Problem details: Retype the listing below line for line, with no changes.

[Items stored from a collection]
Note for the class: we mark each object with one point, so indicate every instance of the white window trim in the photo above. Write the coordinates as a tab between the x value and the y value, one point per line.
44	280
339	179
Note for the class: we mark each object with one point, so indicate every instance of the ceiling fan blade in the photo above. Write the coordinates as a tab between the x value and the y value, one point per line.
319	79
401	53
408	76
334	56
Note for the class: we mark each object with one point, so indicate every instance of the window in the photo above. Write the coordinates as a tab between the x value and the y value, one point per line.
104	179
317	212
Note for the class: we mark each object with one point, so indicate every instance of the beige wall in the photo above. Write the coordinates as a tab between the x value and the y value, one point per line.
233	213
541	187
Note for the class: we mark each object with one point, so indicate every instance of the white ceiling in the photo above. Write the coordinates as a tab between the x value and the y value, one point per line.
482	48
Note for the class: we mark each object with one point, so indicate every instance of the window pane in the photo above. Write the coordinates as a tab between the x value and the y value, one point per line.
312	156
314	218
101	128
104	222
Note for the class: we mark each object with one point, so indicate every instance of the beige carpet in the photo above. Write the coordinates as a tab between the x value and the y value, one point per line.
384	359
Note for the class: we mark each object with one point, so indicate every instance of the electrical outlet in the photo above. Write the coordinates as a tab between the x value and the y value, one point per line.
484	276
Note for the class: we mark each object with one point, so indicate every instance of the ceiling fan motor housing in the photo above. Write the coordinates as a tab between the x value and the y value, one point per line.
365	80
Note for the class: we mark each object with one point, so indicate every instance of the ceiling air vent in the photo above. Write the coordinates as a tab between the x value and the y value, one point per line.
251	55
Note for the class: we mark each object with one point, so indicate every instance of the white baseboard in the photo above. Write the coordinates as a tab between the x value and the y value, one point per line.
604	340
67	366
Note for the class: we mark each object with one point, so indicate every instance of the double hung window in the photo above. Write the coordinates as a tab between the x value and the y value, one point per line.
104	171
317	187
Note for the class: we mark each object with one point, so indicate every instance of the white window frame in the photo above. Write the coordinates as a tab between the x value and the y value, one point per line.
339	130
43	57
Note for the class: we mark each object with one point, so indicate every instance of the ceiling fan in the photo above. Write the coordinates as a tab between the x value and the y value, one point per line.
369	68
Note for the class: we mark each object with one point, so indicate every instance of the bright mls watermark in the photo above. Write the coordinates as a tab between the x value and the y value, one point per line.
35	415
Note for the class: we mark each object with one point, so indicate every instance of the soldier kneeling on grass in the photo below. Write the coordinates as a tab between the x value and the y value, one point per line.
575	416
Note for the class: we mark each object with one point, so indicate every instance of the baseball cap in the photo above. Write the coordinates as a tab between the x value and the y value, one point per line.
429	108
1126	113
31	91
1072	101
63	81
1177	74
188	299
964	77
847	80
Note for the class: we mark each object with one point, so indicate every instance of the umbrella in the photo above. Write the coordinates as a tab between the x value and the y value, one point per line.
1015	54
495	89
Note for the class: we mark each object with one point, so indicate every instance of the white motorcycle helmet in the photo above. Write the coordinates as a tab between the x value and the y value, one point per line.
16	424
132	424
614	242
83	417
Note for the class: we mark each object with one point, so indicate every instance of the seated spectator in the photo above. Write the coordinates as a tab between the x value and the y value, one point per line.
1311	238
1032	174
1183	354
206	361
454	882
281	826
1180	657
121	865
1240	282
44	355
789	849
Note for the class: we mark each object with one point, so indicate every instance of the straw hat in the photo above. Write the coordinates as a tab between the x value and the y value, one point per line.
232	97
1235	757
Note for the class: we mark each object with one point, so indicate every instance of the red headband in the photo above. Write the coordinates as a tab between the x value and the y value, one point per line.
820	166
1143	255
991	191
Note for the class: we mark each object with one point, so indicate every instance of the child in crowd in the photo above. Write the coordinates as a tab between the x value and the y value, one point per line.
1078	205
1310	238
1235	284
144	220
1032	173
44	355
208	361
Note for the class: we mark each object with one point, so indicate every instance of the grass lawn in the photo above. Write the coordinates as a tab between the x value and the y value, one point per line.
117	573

Task result:
Note for the class: we mark each object with one point, so indicate every instance of the white window trim in the photo above. Write the coordinates as a tab between the x value and the y value, one point per line.
44	280
339	179
Note for the class: we mark each object with one point, so indicate every instance of the ceiling fan blade in the photo above. Write the coordinates as a tab between the x value and the y value, one point per line.
319	79
401	53
408	76
334	56
Note for the class: we mark each object with one point, so indicate every instance of the window in the photo above. Write the coordinates as a tab between the x value and the y value, one point per line.
104	179
317	212
Note for the class: we mark each object with one point, so indicate every instance of the beige wall in the photo above. Write the coordinates as a tab between the x value and the y value, one point per line.
233	213
541	187
Note for the class: we mark each object with one point, so indicate every instance of the white ceiling in the photo above. Write the coordinates as a tab between the x value and the y value, one point per line.
482	48
Note for the class: we mark each object with one point, so indicate every instance of the window pane in the photo above. Write the coordinates as a tab between the x value and the y value, one point per line.
312	156
314	218
101	128
104	222
Note for the class: we mark each object with one point, so indicate every instance of the beige carpet in the photo above. Write the coordinates as a tab between the x value and the y value, one point per line.
384	359
Note for the class: we mark each object with one point, so indicate every instance of the electrical outlet in the photo above. Write the coordinates as a tab between the x value and the y value, one point per line.
484	276
Note for the class: we mark each object with one point, so indicate every instance of the ceiling fan motor housing in the photo above. Write the coordinates as a tab between the x value and the y value, one point per line.
365	80
Note for the class: we mark each object with one point, so indicate every instance of the ceiling air vent in the photo above. Write the coordinates as a tab between the x value and the y value, one point per line.
251	55
Note for the class: we mark each object with one point, so indicate every instance of the white baseboard in the photo above. Write the coordinates as a tab between the x value and the y value, one point per line.
604	340
67	366
Note for the class: we mark each object with one point, so indicate every instance of the double hung window in the photo above. Write the coordinates as a tab between the x value and the y value, one point per line.
104	171
317	187
Note for the class: we mark each object with one point, so indicate every instance of the white window frame in the photo above. Write the coordinates as a tab between the x value and the y value, one point per line.
339	130
43	57
Note for the class: we mark each object with one point, so indicate every instance of the ceiling fan in the photo above. Write the coordinates as a tab between the x value and the y value, one point per line.
369	68
Note for the class: we mark each object with one point, so indicate every instance of the bright mls watermark in the photo above. Write the coordinates as a tab between the x value and the y value, one point per line.
35	415
Note for the class: we mark each object with one point, so indicate every instance of the soldier kneeling on grass in the photo below. Write the coordinates as a tab between the x value and the y value, one point per line.
575	416
Note for the class: we mark each object with one point, so indicate every instance of the baseball cap in the photo above. Write the coordinates as a tab between the x value and the y value, one point per line.
429	108
1126	113
31	91
1072	101
63	81
1177	74
188	299
964	77
847	80
Note for the class: we mark each object with one point, so indicate every instance of the umbrella in the photo above. Write the coordinates as a tab between the x value and the y value, one point per line.
1015	54
495	89
Note for the class: we mark each object with one point, so indicate every instance of the white motorcycle helmet in the photo above. Write the coordinates as a tab between the x value and the y value, one point per line.
16	424
132	424
614	242
83	417
Note for the class: we mark each object with one point, so indicate every instance of the seated spectator in the photo above. Write the coordinates as a tab between the x value and the y value, one point per line.
1311	238
1032	174
1183	354
206	361
454	882
281	826
1180	657
121	865
1240	282
44	355
789	849
Note for the class: we mark each object with one point, so indicate every instance of the straw hat in the photo above. Write the coordinates as a tab between the x value and the y value, one point per line.
232	97
1235	757
Note for the class: we mark each object with one point, so indicate every instance of the red headband in the photo above. Write the coordinates as a tab between the x value and the y value, one point per line.
820	166
1143	255
991	191
Note for the class: we mark each object with one point, so indicate every instance of the child in crowd in the photo above. Write the coordinates as a tab between the x value and the y value, one point per line.
1078	205
1310	238
1235	284
144	220
1032	173
44	355
208	361
Note for the class: we mark each object with one point, so indicate every instance of the grass lawn in the photo above. Write the coordinates as a tab between the x value and the y value, one point per line.
117	573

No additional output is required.